_Quoted passage_:
EX-10.3 8 a2178709zex-10_3.htm EXHIBIT 10.3

Exhibit 10.3

 

 

Global Markets & Investment Banking Group

 

 

The Royal Bank of Scotland Group plc
For the attention of Mr. Guy Whittaker
RBS Gogarburn
PO Box 1000
Edinburgh EH12 1HQ
United Kingdom

 

28 May 2007

 

Dear Sirs

 

Re:                             ABN AMRO Holding N.V. - Standby Underwriting Commitment in favour of RBSG

 

1.             We are writing in connection with the proposed participation of The Royal Bank of Scotland Group plc (RBSG) in a consortium comprising RBSG, Banco Santander Central Hispano, S.A., Fortis SA/NV and Fortis N.V. (together, the Investors) formed for the sole purpose of acquiring the entire issued and to be issued share capital of ABN AMRO Holding N.V. (ABN AMRO) (the Proposed Acquisition) on terms to be agreed by the Investors. In order to finance RBSG’s participation in the Proposed Acquisition, RBSG is contemplating effecting (and/or procuring that one or more of its directly or indirectly owned entities effects) one or more issuances of Relevant Securities (as defined below) to raise up to EUR6,230,000,000 (the Financing Amount).

_What you have to do_: Name every member of the consortium that the underwriting letter above defines as the Investors.

_Records_:
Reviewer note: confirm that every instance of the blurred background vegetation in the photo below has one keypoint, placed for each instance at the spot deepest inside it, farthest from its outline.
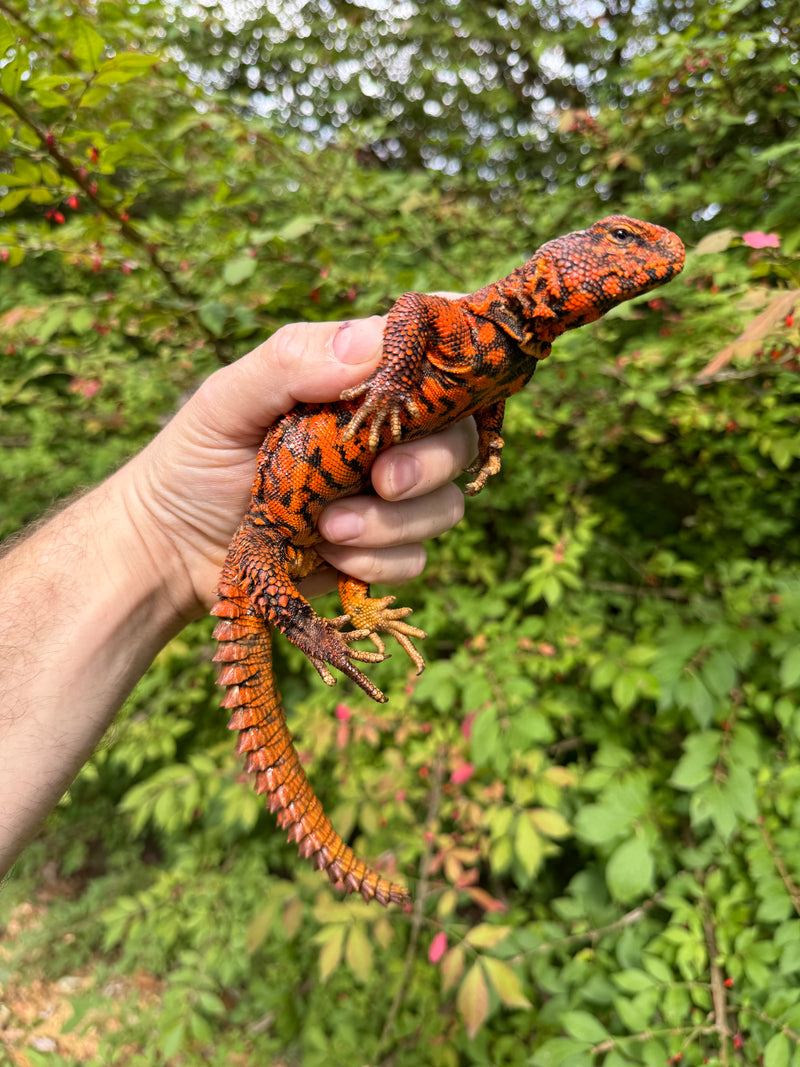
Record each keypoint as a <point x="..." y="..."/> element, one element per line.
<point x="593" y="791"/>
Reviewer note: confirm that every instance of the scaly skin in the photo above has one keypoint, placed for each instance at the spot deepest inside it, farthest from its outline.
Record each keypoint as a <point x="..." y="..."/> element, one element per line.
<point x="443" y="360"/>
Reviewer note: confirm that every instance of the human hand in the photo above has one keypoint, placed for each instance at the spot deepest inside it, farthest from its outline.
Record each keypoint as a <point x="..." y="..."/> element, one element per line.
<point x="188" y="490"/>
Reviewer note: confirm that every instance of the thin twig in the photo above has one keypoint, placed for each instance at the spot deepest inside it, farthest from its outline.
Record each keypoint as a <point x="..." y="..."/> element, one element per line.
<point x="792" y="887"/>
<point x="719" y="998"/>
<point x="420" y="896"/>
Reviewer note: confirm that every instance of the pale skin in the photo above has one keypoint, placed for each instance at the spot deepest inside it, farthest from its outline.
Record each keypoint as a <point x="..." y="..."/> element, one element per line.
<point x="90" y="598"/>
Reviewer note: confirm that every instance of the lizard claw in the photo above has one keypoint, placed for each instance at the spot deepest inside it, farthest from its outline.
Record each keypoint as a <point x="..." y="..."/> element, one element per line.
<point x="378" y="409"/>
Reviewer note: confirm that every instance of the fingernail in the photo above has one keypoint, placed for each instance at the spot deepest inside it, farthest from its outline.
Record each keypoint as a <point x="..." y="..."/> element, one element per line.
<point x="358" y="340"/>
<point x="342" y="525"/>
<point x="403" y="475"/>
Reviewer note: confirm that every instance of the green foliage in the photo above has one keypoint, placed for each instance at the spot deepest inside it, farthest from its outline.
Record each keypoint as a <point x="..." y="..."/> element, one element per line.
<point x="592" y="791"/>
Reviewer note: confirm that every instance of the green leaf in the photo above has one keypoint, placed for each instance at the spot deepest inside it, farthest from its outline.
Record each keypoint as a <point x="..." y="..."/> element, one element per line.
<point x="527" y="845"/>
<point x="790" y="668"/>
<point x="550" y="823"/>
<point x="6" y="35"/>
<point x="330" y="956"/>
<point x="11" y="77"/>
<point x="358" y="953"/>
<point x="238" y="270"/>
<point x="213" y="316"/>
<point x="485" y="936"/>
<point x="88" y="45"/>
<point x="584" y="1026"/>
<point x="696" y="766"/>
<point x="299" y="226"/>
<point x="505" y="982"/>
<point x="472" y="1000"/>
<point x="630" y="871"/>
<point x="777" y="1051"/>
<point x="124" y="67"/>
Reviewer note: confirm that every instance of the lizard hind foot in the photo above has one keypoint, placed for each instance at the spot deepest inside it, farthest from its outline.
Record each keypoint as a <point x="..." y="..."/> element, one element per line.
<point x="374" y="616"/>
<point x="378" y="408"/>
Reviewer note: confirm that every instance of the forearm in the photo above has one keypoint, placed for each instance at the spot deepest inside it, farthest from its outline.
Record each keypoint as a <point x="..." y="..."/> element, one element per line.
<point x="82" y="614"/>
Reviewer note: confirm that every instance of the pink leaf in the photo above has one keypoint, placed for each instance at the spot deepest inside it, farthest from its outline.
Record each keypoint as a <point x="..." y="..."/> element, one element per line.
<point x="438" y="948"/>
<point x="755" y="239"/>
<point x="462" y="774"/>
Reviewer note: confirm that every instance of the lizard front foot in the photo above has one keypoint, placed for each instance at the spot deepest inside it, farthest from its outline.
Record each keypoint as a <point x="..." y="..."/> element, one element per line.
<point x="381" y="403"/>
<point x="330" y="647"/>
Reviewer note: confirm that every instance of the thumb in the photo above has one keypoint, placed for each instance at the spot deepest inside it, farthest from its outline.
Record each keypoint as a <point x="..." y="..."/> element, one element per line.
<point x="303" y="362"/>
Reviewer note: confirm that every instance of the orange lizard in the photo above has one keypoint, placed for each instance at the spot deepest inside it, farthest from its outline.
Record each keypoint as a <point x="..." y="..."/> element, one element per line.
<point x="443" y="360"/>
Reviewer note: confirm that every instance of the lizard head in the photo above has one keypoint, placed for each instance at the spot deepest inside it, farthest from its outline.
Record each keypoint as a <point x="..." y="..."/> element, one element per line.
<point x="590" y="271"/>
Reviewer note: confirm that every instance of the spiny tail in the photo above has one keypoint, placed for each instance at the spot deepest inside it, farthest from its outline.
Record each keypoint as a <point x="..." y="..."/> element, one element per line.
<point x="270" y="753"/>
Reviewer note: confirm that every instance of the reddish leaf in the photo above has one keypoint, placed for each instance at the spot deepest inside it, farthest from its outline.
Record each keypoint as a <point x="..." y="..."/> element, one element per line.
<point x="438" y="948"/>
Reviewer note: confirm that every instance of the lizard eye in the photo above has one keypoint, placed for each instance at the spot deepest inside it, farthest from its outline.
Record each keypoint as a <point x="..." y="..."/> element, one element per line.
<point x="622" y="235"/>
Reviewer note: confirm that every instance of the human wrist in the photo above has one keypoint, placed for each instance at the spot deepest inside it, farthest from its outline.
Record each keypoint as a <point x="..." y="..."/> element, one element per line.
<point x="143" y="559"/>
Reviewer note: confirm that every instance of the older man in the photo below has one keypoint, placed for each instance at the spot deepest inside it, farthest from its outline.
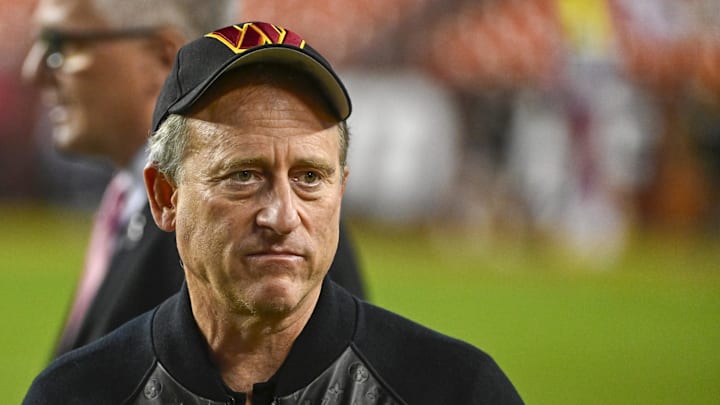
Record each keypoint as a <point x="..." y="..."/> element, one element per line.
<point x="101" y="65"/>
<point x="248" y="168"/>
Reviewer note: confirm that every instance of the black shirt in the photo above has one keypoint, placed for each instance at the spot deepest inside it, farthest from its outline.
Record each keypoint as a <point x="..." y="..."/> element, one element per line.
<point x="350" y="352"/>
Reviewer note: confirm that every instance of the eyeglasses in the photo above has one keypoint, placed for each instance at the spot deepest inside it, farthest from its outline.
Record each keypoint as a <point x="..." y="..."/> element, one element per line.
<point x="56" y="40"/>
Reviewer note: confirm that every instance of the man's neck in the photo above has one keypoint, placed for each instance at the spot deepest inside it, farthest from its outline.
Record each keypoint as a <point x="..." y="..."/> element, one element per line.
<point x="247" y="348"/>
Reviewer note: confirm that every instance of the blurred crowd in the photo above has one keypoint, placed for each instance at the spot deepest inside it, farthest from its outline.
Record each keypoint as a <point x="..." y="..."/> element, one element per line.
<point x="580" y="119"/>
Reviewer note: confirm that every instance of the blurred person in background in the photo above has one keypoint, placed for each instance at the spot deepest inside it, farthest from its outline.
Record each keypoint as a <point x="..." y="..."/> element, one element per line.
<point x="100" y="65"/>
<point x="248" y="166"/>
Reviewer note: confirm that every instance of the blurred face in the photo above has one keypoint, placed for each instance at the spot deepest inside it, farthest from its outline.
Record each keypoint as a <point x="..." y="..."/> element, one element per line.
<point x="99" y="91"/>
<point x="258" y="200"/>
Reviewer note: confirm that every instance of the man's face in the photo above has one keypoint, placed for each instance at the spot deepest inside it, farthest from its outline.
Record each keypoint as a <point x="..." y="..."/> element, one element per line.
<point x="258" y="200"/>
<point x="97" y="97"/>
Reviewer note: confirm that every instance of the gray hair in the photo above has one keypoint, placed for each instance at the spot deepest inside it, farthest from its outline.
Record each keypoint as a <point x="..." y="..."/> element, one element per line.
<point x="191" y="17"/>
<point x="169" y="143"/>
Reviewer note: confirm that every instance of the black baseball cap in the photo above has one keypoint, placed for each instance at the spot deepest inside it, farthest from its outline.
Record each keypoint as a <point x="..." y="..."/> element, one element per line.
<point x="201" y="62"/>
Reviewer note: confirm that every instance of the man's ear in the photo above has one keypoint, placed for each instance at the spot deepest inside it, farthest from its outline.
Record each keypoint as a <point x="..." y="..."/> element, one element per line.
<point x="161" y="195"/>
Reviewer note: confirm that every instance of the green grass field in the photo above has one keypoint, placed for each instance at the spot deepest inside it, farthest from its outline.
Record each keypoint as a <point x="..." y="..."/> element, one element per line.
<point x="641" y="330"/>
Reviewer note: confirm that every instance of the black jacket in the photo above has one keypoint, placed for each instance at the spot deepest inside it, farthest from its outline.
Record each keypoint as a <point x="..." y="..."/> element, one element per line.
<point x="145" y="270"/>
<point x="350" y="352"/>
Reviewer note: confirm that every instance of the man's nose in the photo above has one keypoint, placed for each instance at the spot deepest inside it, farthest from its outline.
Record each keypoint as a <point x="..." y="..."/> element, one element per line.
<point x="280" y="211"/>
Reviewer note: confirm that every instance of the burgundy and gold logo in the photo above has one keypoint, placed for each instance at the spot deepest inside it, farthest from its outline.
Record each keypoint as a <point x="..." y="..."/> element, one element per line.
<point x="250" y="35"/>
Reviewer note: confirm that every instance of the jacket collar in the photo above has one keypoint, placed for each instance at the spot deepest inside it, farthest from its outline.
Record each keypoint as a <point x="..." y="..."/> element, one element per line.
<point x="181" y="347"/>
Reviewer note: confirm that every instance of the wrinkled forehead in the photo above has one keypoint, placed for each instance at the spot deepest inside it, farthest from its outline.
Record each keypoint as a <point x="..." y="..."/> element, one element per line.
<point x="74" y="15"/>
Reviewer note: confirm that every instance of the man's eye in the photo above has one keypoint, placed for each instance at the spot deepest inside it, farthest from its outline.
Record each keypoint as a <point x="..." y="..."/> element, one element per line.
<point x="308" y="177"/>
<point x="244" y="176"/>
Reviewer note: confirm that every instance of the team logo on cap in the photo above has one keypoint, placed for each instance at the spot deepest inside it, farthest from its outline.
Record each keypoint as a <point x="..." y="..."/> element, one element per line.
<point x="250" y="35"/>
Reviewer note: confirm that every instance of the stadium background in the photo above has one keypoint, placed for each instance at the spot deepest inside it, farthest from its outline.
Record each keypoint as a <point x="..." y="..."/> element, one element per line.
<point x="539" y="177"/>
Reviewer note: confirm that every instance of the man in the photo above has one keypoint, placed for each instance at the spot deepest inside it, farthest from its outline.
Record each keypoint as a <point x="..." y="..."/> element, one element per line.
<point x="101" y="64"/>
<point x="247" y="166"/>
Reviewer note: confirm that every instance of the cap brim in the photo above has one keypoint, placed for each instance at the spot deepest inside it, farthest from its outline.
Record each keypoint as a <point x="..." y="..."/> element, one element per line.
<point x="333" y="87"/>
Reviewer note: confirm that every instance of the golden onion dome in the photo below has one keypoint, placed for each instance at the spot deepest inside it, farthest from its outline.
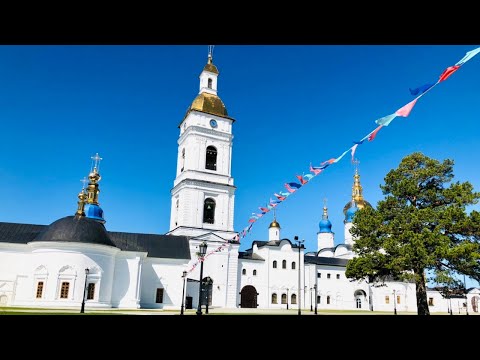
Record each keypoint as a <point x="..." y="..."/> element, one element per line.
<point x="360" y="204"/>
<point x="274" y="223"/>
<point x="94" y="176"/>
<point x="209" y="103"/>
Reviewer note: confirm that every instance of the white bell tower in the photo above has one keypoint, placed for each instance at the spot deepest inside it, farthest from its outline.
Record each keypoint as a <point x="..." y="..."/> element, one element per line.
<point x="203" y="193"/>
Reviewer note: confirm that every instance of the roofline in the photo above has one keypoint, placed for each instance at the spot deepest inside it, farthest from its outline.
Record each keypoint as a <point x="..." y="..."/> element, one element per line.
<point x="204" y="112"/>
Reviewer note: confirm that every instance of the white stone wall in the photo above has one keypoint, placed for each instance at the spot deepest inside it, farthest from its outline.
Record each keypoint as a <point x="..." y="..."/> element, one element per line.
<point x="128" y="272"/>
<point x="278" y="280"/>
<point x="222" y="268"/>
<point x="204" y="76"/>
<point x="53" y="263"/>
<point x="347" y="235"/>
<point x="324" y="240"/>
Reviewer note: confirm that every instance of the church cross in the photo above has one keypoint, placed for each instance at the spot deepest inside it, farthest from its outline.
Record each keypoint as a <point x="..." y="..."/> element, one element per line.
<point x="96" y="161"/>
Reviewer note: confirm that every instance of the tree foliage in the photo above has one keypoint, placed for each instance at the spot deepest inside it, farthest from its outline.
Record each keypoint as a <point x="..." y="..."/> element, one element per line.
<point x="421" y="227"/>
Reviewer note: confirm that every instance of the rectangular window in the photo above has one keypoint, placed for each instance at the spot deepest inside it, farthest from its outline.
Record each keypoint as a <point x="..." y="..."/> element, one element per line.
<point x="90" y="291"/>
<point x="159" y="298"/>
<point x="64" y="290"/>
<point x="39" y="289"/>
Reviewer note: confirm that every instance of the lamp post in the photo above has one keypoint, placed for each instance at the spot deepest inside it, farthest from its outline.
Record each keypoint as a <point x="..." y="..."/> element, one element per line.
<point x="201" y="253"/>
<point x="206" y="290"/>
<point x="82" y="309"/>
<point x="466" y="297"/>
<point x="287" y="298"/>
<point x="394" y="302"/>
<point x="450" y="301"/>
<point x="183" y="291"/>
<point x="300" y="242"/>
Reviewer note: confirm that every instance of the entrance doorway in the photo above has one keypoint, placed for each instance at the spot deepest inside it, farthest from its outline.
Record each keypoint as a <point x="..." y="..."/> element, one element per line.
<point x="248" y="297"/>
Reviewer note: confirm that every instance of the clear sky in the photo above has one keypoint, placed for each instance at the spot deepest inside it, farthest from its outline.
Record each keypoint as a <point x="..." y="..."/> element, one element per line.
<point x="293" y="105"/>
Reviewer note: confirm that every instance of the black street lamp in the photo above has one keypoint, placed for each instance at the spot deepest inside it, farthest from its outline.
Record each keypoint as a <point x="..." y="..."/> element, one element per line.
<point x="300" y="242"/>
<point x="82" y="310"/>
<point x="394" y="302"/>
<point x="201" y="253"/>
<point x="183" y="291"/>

_Correct output_:
The Royal Bank of Scotland Group plc (RBSG)
Banco Santander Central Hispano, S.A.
Fortis SA/NV
Fortis N.V.